### The request
Please reproduce all of the entries below line for line, keeping every character unchanged.

++++++

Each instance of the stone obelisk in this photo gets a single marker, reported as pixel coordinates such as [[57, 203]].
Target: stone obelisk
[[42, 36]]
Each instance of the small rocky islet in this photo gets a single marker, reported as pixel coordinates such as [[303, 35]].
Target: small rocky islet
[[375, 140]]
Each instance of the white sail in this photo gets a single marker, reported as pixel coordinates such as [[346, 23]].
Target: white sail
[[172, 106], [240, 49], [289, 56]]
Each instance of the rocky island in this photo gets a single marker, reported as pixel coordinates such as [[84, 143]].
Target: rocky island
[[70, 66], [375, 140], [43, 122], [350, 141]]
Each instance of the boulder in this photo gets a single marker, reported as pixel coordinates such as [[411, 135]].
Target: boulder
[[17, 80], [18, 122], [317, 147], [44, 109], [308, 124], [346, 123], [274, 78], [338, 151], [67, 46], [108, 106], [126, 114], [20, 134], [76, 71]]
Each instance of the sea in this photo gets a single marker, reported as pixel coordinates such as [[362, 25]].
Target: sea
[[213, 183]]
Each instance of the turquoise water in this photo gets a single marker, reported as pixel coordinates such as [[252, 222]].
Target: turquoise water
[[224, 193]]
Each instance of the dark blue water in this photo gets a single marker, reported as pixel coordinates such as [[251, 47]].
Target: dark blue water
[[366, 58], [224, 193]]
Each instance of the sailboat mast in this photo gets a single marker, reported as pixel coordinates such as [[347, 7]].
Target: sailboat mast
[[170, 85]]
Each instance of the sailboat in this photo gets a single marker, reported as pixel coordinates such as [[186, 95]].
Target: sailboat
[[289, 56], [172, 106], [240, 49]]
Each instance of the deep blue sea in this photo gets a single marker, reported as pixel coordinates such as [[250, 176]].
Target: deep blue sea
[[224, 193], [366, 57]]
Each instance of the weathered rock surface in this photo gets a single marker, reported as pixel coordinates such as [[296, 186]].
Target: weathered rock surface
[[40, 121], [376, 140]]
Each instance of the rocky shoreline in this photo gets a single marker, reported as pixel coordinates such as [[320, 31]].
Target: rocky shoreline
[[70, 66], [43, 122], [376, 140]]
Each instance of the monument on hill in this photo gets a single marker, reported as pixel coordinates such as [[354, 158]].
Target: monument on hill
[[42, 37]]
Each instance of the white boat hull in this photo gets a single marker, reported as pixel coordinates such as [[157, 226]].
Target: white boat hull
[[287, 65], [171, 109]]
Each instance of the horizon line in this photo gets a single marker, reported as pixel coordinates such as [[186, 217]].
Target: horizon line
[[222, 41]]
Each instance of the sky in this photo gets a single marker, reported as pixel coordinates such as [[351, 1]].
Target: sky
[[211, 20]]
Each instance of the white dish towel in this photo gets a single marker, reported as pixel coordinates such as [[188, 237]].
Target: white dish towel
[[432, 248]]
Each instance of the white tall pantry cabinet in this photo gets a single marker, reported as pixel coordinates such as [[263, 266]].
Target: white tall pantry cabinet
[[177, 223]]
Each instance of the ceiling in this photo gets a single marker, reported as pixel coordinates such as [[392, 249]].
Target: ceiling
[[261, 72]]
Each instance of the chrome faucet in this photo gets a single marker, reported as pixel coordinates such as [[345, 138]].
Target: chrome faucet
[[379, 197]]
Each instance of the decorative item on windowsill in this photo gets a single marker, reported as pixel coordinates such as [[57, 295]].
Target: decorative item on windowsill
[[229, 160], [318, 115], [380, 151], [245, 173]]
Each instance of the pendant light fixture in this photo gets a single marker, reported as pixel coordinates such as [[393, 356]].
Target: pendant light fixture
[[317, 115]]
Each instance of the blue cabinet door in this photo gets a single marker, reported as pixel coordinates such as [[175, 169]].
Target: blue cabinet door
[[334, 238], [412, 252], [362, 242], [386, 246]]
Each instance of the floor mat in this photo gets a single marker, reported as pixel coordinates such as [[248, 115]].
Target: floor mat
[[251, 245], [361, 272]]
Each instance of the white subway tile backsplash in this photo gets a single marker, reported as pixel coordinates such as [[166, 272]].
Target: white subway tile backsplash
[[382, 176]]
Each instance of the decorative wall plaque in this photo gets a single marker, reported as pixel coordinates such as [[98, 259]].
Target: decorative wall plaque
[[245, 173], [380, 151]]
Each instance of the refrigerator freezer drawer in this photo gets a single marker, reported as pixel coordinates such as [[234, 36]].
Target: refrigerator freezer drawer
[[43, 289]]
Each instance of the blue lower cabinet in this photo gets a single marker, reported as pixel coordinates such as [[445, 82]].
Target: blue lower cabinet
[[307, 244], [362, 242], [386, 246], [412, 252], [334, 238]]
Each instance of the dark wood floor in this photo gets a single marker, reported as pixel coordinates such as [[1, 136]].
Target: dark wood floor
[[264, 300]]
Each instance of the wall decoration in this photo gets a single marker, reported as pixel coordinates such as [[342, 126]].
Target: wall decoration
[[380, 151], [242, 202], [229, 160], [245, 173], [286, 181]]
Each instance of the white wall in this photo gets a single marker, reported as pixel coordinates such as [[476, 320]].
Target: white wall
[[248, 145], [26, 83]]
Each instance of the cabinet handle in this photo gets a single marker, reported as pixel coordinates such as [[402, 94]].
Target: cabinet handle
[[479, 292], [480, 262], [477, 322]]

++++++

### Result for this exercise
Each instance of the stone obelisk in this photo gets a single marker, reported as pixel coordinates such as [[57, 203]].
Target: stone obelisk
[[42, 36]]
Each instance of the small rocky islet in this photo gets a single marker, reported as pixel coordinates such as [[303, 35]].
Target: small rocky islet
[[375, 140]]
Each instance of the white sail in this photo gets a single marker, reported as pixel coordinates such as [[346, 23]].
Target: white sail
[[172, 106], [240, 49], [289, 56]]
Each instance of the rocky island in this photo gets a single marker, reported as pixel coordinates such as [[84, 143]].
Target: rocky island
[[70, 66], [375, 140], [43, 122], [350, 141]]
Each instance of the boulder in this photo gets a single marker, reported as pixel coordinates such as [[411, 135]].
Target: boulder
[[17, 80], [18, 122], [317, 147], [44, 109], [308, 124], [346, 123], [274, 78], [338, 151], [67, 46], [108, 106], [126, 114], [20, 134], [76, 71]]
Each instance of the sea in this photo gets a single marker, reported as pixel coordinates such as [[362, 25]].
Target: sea
[[213, 183]]
Each instance of the turquoise water in this photo gets a single marker, reported as pixel coordinates such as [[252, 222]].
Target: turquoise water
[[224, 193]]
Each instance of the dark blue water in this photo gets a single marker, reported as pixel coordinates such as [[251, 47]].
Target: dark blue water
[[366, 58], [224, 193]]
Each instance of the sailboat mast in this photo gets a single marker, reported as pixel coordinates such as [[347, 7]].
Target: sailboat mast
[[170, 85]]
Each instance of the sailboat in this photo gets a single marker, reported as pixel coordinates such as [[186, 95]].
Target: sailboat
[[289, 56], [172, 106], [240, 49]]
Each instance of the deep blue sea in this photo gets a single marker, reported as pixel coordinates such as [[250, 176]].
Target: deep blue sea
[[224, 193], [366, 57]]
Each instance of the weathered rock surface in this photo gets a single marker, reported as pixel coordinates such as [[296, 186]].
Target: weathered rock surface
[[40, 121], [376, 140]]
Each instance of the rocky shoreline in this photo gets a single marker, reported as pixel coordinates such as [[320, 31]].
Target: rocky shoreline
[[70, 66], [43, 122], [376, 140]]
Each instance of the monument on hill in this photo gets a single marker, reported as pixel coordinates such as [[354, 158]].
Target: monument on hill
[[42, 37]]
Each instance of the white boat hull in this photo gets a single marker, reported as pixel coordinates such as [[157, 226]].
Target: white boat hull
[[287, 65], [171, 109]]
Each instance of the horizon line in this photo gets a single marker, reported as pixel coordinates such as [[186, 217]].
Target: horizon line
[[222, 41]]
Each instance of the sky in this photo gets a single marker, reported as pixel coordinates such as [[351, 1]].
Target: sky
[[211, 20]]
Each instance of the white dish towel in this photo gets a single marker, reported as pixel coordinates such as [[188, 237]].
Target: white dish towel
[[432, 248]]
Each instance of the white tall pantry cabinet in this photo gets a single marker, reported as pixel coordinates such as [[263, 266]].
Target: white tall pantry cabinet
[[177, 223]]
Each instance of the ceiling in this photo gets a single marker, reported as pixel coordinates such as [[392, 249]].
Target: ceiling
[[261, 72]]
Each instance of the chrome faucet in this photo gets a single marker, reported as pixel coordinates such as [[345, 138]].
Target: chrome faucet
[[379, 197]]
Each instance of the decorative item on windowsill in this photo gets a single marker, reported as pixel coordinates such as [[57, 295]].
Target: decorative item on windowsill
[[229, 160], [318, 115], [380, 151], [245, 173]]
Each instance of the pendant light fixture in this photo gets a single marker, reported as pixel coordinates such as [[393, 356]].
Target: pendant light fixture
[[317, 115]]
Each instance of the blue cabinet door in this photo gets a single marker, reported as pixel coordinates such as [[175, 169]].
Target: blue cabinet door
[[334, 238], [412, 252], [362, 242], [386, 246]]
Each instance of the floor mat in this photo gets a single marker, reported as pixel coordinates such as [[248, 115]].
Target: floor mat
[[251, 245], [361, 272]]
Each instance of the white subway tile backsplash in this photo gets a single marker, reported as pixel coordinates such as [[166, 272]].
Target: white subway tile backsplash
[[382, 176]]
Each instance of the decorative wall plaque in this photo gets a single marker, reported as pixel coordinates such as [[98, 259]].
Target: decorative wall plaque
[[245, 173], [380, 151]]
Each instance of the refrigerator freezer drawer in this photo gets a single marker, reported as pixel coordinates such as [[234, 36]].
Target: refrigerator freezer drawer
[[43, 289]]
Each instance of the blue lower cabinet in this photo gets a single marker, reported as pixel coordinates such as [[445, 82]].
Target: blue lower cabinet
[[307, 244], [362, 242], [386, 246], [412, 252], [334, 238]]
Each instance of the dark wood floor in this photo gets a single marker, reported as pixel coordinates such as [[1, 136]].
Target: dark wood floor
[[264, 300]]
Each instance of the wall decoration in this photo gets a single marker, reported as pixel coordinates such as [[342, 126]].
Target: wall decoration
[[380, 151], [242, 202], [229, 160], [245, 173], [286, 181]]
Each instance of the white wall in this photo gets a single marker, reported as pixel coordinates such as [[476, 320]].
Target: white wall
[[248, 145], [26, 83]]
Each instance of the cabinet handle in this photo gets a single marker, reported as pixel coordinates such as [[402, 94]].
Target: cabinet handle
[[479, 292], [480, 262], [477, 322]]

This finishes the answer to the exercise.